** AIM OF THE EXERCISE **
Reproduce the following data line for line, without changing any character.

----

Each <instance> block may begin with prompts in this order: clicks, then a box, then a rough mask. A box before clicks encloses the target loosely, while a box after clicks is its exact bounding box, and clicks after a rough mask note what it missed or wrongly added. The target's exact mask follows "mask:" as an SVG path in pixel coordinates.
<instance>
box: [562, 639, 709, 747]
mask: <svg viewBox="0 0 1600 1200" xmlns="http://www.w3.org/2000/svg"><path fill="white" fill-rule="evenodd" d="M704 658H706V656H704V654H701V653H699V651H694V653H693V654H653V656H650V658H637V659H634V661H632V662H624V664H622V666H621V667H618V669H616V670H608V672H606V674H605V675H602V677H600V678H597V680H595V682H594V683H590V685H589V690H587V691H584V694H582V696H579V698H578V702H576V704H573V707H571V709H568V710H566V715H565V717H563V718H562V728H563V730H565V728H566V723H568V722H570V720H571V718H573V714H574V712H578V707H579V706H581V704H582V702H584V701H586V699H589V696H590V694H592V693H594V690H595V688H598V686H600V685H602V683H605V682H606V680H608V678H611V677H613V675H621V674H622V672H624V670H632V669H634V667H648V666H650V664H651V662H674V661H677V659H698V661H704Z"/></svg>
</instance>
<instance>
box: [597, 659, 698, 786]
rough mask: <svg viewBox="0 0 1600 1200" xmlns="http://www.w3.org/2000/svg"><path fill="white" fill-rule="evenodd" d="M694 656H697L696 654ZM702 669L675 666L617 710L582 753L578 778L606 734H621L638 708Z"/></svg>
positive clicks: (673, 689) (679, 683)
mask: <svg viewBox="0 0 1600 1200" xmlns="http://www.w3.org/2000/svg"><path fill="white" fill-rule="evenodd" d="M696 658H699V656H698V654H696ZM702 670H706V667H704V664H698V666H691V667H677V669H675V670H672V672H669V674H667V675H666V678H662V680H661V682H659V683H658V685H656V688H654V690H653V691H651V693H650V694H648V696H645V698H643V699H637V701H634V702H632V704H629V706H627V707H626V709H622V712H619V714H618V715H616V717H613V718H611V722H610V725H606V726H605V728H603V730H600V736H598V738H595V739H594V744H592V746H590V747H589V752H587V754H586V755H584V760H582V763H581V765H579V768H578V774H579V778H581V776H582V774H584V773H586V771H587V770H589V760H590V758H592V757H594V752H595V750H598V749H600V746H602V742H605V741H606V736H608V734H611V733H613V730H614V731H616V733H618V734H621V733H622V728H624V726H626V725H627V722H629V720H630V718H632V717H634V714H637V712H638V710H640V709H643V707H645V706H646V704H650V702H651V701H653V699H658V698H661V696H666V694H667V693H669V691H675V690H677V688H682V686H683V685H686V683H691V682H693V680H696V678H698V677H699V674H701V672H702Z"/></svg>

----

** RESPONSE AREA **
Each <instance> block may begin with prompts in this order: clicks, then a box, then a rough mask. A box before clicks encloses the target loosely, while a box after clicks is its exact bounding box, and clicks after a rough mask note what it missed or wrongly added. The target's exact mask follows "mask:" as an SVG path in pixel coordinates.
<instance>
box: [562, 639, 709, 747]
mask: <svg viewBox="0 0 1600 1200" xmlns="http://www.w3.org/2000/svg"><path fill="white" fill-rule="evenodd" d="M704 658H706V656H704V654H701V653H699V651H694V653H693V654H653V656H650V658H637V659H634V661H632V662H624V664H622V666H621V667H618V669H616V670H608V672H606V674H605V675H602V677H600V678H597V680H595V682H594V683H590V685H589V690H587V691H584V694H582V696H579V698H578V702H576V704H573V707H571V709H568V710H566V715H565V717H563V718H562V728H563V730H565V728H566V723H568V722H570V720H571V718H573V714H574V712H578V707H579V706H581V704H582V702H584V701H586V699H589V696H590V694H592V693H594V690H595V688H598V686H600V685H602V683H605V682H606V680H608V678H611V677H613V675H621V674H622V672H624V670H632V669H634V667H648V666H650V664H651V662H674V661H677V659H698V661H704Z"/></svg>
</instance>
<instance>
box: [597, 659, 698, 786]
rough mask: <svg viewBox="0 0 1600 1200" xmlns="http://www.w3.org/2000/svg"><path fill="white" fill-rule="evenodd" d="M694 656H697L696 654ZM702 669L675 666L617 710L582 753L578 778L606 734H621L638 708Z"/></svg>
positive clicks: (673, 689) (679, 683)
mask: <svg viewBox="0 0 1600 1200" xmlns="http://www.w3.org/2000/svg"><path fill="white" fill-rule="evenodd" d="M696 658H699V656H698V654H696ZM702 670H706V667H704V664H698V666H691V667H677V669H675V670H672V672H669V674H667V675H666V678H662V680H661V682H659V683H658V685H656V688H654V690H653V691H651V693H650V694H648V696H645V698H643V699H637V701H634V702H632V704H629V706H627V707H626V709H622V712H619V714H618V715H616V717H613V718H611V722H610V725H606V726H605V728H603V730H600V736H598V738H595V739H594V744H592V746H590V747H589V752H587V754H586V755H584V760H582V763H581V765H579V768H578V774H579V778H581V776H582V774H584V773H586V771H587V770H589V760H590V758H592V757H594V752H595V750H598V749H600V746H602V742H605V741H606V736H608V734H611V733H613V730H614V731H616V733H618V734H621V733H622V728H624V726H626V725H627V722H629V720H630V718H632V717H634V714H637V712H638V710H640V709H643V707H645V706H646V704H650V702H651V701H653V699H658V698H661V696H666V694H667V693H669V691H675V690H677V688H682V686H683V685H686V683H691V682H693V680H696V678H698V677H699V674H701V672H702Z"/></svg>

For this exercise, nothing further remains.